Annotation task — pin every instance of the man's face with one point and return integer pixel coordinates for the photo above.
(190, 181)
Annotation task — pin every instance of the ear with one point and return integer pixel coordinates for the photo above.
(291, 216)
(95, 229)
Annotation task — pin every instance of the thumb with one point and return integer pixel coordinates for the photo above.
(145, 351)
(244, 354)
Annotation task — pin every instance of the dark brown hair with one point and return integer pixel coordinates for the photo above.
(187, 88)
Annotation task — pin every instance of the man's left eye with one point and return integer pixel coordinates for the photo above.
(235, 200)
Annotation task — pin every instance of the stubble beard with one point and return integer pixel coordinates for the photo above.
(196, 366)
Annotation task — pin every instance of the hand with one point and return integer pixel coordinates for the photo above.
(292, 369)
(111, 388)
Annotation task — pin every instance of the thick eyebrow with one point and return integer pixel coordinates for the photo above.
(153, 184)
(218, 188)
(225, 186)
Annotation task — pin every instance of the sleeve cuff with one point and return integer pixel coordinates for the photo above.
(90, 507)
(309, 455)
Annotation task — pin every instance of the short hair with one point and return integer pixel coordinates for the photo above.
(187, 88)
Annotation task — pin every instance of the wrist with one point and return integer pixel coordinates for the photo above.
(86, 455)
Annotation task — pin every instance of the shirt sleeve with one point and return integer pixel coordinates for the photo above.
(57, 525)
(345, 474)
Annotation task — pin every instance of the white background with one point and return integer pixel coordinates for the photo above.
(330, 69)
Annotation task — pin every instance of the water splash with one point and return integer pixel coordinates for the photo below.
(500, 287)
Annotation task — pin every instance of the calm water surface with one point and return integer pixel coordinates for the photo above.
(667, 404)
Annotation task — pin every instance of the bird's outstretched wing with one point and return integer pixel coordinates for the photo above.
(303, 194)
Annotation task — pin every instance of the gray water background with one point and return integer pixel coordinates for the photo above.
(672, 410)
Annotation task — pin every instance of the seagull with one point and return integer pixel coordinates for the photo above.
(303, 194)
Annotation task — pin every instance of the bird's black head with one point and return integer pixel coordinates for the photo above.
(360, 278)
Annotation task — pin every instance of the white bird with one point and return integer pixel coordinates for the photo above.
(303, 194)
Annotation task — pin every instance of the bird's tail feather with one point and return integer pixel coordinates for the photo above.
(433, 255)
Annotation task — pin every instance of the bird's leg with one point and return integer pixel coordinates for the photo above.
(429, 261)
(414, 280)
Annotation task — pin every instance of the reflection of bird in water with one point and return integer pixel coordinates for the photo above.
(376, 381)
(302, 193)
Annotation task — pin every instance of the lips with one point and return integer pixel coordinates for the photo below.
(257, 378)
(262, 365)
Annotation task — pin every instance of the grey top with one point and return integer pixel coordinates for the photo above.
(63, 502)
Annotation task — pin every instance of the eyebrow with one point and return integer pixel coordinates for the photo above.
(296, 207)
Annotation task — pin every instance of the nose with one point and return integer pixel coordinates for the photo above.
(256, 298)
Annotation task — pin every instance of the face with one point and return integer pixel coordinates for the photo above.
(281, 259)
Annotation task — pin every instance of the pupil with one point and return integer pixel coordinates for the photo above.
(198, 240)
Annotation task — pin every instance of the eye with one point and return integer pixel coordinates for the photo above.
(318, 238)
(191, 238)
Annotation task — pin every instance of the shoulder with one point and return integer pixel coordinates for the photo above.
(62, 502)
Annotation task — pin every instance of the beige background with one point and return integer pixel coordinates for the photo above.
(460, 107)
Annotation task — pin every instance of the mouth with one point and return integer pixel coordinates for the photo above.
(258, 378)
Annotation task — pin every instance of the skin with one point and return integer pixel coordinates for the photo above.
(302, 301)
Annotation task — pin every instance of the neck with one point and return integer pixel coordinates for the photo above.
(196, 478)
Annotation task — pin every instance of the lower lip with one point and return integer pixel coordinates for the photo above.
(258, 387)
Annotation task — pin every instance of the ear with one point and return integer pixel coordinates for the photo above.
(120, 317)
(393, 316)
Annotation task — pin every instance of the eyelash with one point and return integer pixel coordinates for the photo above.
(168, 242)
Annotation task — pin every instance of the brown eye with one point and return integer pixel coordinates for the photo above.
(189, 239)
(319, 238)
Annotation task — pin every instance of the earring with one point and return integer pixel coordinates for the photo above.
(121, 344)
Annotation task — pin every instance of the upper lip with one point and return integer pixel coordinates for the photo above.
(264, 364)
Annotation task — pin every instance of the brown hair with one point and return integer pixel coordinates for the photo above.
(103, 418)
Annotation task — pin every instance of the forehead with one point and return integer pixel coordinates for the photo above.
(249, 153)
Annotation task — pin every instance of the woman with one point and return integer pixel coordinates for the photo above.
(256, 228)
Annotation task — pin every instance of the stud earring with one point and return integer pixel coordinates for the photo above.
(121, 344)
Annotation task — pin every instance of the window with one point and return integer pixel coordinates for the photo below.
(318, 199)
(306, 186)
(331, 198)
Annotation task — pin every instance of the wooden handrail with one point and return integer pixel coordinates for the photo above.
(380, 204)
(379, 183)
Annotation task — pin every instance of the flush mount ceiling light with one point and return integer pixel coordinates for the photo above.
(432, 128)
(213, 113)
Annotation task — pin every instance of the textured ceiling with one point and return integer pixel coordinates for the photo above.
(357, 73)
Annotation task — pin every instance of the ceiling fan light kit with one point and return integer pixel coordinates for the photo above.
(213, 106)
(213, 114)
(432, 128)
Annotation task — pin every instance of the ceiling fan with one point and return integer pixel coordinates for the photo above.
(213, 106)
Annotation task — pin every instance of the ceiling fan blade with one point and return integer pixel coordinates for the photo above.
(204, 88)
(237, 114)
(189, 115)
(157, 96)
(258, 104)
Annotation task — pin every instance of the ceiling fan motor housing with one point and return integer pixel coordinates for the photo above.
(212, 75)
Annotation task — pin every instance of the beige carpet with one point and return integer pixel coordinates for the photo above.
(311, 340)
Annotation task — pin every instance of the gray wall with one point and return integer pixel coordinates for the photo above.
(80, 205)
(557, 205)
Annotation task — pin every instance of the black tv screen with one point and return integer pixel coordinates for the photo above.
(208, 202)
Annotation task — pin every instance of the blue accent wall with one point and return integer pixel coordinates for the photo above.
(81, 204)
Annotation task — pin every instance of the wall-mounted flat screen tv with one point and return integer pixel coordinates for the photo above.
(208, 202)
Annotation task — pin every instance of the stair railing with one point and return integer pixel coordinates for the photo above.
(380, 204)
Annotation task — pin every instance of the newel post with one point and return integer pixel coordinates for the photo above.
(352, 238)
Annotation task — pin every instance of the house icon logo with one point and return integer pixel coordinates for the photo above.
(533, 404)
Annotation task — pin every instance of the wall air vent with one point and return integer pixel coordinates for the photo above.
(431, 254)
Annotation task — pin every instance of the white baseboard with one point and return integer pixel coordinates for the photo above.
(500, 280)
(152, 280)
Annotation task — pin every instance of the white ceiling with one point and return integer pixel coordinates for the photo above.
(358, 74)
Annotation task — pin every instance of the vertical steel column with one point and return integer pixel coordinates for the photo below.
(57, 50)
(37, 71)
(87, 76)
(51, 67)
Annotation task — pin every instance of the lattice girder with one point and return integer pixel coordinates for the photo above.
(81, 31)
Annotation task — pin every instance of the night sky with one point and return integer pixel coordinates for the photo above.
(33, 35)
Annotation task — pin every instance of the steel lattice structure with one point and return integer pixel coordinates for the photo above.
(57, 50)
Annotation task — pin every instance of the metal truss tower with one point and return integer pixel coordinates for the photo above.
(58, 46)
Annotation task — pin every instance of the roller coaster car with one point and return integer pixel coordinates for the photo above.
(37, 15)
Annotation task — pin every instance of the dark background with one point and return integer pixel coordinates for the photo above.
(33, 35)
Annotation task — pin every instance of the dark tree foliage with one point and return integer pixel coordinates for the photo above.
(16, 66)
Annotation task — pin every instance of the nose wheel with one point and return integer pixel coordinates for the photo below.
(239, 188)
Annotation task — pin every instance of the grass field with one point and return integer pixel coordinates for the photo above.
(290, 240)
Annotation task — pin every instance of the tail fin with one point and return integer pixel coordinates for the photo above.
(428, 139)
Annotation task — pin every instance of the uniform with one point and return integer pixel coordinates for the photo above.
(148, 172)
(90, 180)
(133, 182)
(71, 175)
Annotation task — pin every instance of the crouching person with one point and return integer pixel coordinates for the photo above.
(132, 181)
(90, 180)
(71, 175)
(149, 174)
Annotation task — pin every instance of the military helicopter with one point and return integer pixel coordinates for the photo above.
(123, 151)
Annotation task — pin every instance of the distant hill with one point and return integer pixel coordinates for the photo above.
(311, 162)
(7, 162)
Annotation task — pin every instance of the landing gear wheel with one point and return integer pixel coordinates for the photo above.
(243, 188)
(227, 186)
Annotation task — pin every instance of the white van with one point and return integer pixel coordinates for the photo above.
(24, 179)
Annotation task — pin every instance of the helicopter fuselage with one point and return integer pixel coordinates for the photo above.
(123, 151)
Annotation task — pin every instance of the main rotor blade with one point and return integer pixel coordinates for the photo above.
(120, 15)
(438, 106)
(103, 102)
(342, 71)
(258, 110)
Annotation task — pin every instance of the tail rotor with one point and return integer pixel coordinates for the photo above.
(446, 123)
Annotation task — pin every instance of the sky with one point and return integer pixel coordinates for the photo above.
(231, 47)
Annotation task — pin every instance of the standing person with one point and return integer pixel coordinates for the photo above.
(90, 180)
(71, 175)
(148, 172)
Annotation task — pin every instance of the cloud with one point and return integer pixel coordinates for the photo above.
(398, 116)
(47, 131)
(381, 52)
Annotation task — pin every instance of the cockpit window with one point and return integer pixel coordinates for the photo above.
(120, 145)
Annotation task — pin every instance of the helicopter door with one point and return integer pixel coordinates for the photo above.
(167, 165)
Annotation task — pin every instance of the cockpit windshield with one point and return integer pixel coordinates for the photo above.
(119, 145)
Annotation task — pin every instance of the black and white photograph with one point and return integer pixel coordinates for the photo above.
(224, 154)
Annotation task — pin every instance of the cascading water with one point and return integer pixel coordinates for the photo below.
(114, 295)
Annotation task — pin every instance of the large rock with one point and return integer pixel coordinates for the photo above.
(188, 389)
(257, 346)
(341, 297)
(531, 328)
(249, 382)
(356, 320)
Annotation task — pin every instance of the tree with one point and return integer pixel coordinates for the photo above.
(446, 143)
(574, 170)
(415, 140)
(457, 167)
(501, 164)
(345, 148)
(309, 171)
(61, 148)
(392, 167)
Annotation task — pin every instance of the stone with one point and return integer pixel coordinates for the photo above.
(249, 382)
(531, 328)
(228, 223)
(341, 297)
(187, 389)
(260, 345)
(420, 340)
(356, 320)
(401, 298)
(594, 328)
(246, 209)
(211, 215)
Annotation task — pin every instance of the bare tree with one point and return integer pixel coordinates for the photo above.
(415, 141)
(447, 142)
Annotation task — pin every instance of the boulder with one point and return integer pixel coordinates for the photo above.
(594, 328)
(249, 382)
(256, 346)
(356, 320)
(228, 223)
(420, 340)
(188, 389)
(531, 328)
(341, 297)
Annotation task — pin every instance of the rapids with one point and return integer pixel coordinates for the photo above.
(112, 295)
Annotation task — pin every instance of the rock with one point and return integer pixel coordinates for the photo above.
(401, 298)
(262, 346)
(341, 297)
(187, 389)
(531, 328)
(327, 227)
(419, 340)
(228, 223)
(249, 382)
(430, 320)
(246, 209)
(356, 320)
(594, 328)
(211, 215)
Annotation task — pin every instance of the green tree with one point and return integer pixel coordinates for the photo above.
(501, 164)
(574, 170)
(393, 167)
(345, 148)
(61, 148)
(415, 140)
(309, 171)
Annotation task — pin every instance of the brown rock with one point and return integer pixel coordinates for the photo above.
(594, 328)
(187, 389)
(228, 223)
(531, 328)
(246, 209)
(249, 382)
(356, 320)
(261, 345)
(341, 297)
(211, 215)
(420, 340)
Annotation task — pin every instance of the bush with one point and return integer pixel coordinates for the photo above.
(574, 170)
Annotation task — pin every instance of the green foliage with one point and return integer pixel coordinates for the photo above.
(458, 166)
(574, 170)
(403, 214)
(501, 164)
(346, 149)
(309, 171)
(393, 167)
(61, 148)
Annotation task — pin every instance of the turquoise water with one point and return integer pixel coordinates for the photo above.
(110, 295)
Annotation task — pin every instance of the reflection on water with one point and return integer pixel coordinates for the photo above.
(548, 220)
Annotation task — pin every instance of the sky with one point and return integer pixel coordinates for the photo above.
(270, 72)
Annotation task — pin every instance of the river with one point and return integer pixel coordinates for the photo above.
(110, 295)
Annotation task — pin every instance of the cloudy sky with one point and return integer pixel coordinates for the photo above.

» Written request: Reproduce, word for word, only the lines from the one that contains "Annotation task — pin every instance of the brown rock" through the final line.

» Problem solution:
Annotation task — pin every instance of the brown rock with one point and return integer pixel coordinates for the photo above.
(594, 328)
(187, 389)
(228, 223)
(531, 328)
(246, 209)
(249, 382)
(356, 320)
(261, 345)
(341, 297)
(211, 215)
(420, 340)
Annotation task — pin every instance of the bush with one point and return integer pixel coordinates for the photo above.
(574, 170)
Annotation task — pin every instance of the green foliage with one point and return integer pixel coordinates for the photo above.
(458, 166)
(574, 170)
(403, 214)
(501, 164)
(346, 149)
(309, 171)
(393, 167)
(61, 148)
Annotation task — pin every instance of the turquoise water with one point and return integer pixel coordinates for the photo above.
(110, 295)
Annotation task — pin every instance of the reflection on water with one point and return integer pixel coordinates for the photo above.
(548, 220)
Annotation task — pin every instance of the sky with one point and return integer pixel coordinates for the photo above.
(270, 72)
Annotation task — pin every instance of the river with one point and return integer pixel coordinates for the photo above.
(110, 295)
Annotation task — pin every instance of the cloudy sky with one point and return integer pixel coordinates for the photo above.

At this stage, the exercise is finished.